___ EXCERPT TO READ

May 11, 2010
HIV Treatment and Lifestyle Factors Influence Death Rates
Many deaths in people with HIV are now preventable—if people are able to not only control HIV, but also make lifestyle changes—according to a study published online May 6 in the journal AIDS.
A number of studies during the past couple of years have focused on how HIV raises a person’s risk for diseases not traditionally associated with HIV, and thus how it continues to increase illness and death. While this research has been critical, it should not be taken to mean that worse health outcomes are guaranteed in people living with the virus. HIV, particularly untreated infection, is associated with poorer health, but data also suggest that lifestyle factors also play a role in morbidity and mortality risk.
To determine the actual causes of death in people with HIV, researchers with the Data Collection on Adverse Events of Anti-HIV Drug (D:A:D) study group conducted an analysis on 33,308 people with HIV enrolled in the D:A:D study. Data were collected on people from 1999 through early 2008. Over the course of the study period, there were 2,482 deaths, of which 29 percent were AIDS-related, 14 percent were related to liver disease, 12 percent to cardiovascular disease (CV) and 11 percent to non-AIDS-related cancers.

______
___ EXTRACTED INFORMATION

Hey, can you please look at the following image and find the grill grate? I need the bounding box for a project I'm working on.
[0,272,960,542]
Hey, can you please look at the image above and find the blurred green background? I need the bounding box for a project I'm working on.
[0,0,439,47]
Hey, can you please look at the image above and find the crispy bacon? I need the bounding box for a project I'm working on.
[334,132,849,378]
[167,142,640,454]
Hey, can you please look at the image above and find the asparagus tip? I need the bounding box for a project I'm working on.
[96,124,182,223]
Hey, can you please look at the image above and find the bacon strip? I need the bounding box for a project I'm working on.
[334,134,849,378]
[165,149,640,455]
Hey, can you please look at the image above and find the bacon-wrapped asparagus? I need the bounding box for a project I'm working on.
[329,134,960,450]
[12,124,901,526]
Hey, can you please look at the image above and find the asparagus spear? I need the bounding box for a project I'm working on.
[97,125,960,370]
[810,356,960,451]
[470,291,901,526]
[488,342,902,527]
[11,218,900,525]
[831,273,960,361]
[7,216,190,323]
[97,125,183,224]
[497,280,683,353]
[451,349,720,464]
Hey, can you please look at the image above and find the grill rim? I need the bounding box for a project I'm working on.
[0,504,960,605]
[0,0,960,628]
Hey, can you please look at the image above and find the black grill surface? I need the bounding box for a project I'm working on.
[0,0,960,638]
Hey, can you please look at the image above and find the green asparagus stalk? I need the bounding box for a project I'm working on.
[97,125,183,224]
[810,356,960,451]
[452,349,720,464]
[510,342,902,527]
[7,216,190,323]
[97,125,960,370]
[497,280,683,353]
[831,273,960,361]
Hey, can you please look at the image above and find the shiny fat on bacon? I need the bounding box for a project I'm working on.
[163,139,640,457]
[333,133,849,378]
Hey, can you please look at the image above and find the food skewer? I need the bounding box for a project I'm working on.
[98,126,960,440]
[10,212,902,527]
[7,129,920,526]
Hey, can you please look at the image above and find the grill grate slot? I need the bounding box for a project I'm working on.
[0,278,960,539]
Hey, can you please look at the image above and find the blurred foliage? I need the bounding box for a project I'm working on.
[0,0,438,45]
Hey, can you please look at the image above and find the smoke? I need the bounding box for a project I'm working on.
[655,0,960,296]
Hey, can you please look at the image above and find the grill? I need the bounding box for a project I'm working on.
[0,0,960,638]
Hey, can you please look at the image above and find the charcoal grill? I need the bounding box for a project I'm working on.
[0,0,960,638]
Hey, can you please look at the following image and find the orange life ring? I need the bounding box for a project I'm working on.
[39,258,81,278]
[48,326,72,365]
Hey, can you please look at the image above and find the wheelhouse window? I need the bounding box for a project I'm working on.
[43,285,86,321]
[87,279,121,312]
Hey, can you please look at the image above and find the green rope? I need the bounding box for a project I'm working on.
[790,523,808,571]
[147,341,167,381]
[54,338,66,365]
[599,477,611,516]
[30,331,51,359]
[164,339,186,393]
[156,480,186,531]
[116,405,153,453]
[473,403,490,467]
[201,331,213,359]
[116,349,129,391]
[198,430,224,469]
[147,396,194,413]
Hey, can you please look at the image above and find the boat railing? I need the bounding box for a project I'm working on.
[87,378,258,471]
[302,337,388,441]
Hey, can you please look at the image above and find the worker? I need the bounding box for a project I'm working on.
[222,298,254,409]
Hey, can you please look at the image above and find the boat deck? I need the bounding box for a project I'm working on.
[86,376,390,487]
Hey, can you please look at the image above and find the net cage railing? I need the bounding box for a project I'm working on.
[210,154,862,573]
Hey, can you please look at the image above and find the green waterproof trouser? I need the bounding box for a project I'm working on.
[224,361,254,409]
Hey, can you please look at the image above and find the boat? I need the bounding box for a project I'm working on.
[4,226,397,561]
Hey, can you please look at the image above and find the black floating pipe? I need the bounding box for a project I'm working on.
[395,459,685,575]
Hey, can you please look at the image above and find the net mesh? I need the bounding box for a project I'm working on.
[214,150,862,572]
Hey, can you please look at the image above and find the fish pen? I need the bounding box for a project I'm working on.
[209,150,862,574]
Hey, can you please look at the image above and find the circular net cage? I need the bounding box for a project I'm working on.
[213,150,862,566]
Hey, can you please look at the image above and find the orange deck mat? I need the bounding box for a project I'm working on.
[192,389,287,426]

______

SET OF TASKS:
**1)** List every cause of death to which the article on HIV death rates assigns a percentage of the deaths recorded, and give each cause's percentage.
**2)** Quote the article on HIV death rates, starting at "May 11, 2010" and ending at "and mortality risk.".
**3)** Answer these questions from the article on HIV death rates.
(a) In which journal was the study published, and on what date did it appear online?
(b) According to the article, with what is HIV, particularly untreated infection, associated?
(c) How many people with HIV were included in the D:A:D analysis?
Rely solely on the article on HIV death rates, without drawing on any outside information.

ANSWERS TO THE PROBLEMS:
**1)**
AIDS-related: 29 percent
Liver disease: 14 percent
Cardiovascular disease: 12 percent
Non-AIDS-related cancers: 11 percent

**2)**
May 11, 2010
HIV Treatment and Lifestyle Factors Influence Death Rates
Many deaths in people with HIV are now preventable—if people are able to not only control HIV, but also make lifestyle changes—according to a study published online May 6 in the journal AIDS.
A number of studies during the past couple of years have focused on how HIV raises a person’s risk for diseases not traditionally associated with HIV, and thus how it continues to increase illness and death. While this research has been critical, it should not be taken to mean that worse health outcomes are guaranteed in people living with the virus. HIV, particularly untreated infection, is associated with poorer health, but data also suggest that lifestyle factors also play a role in morbidity and mortality risk.

**3)**
(a) The journal AIDS, online on May 6.
(b) Poorer health.
(c) 33,308 people.